### Written exercise:
Reproduce every item below with "equals key" replaced by "enter key" and all other text left unchanged. Omit the pictures from the output.
########
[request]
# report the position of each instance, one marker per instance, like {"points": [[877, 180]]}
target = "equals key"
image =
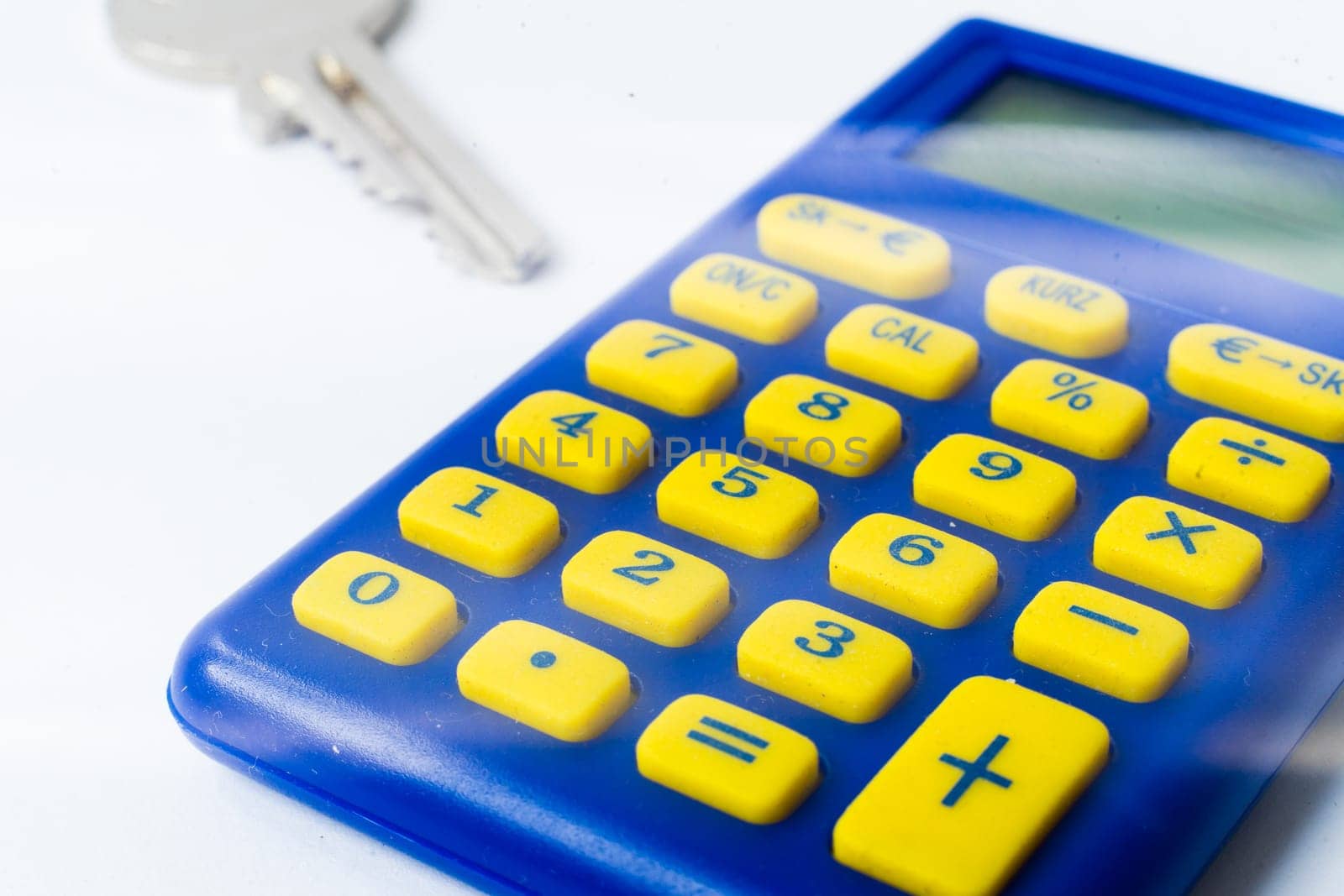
{"points": [[729, 758]]}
########
### Task response:
[request]
# report the position of each instance, one marker per instance, like {"points": [[877, 180]]}
target = "enter key"
image =
{"points": [[729, 758]]}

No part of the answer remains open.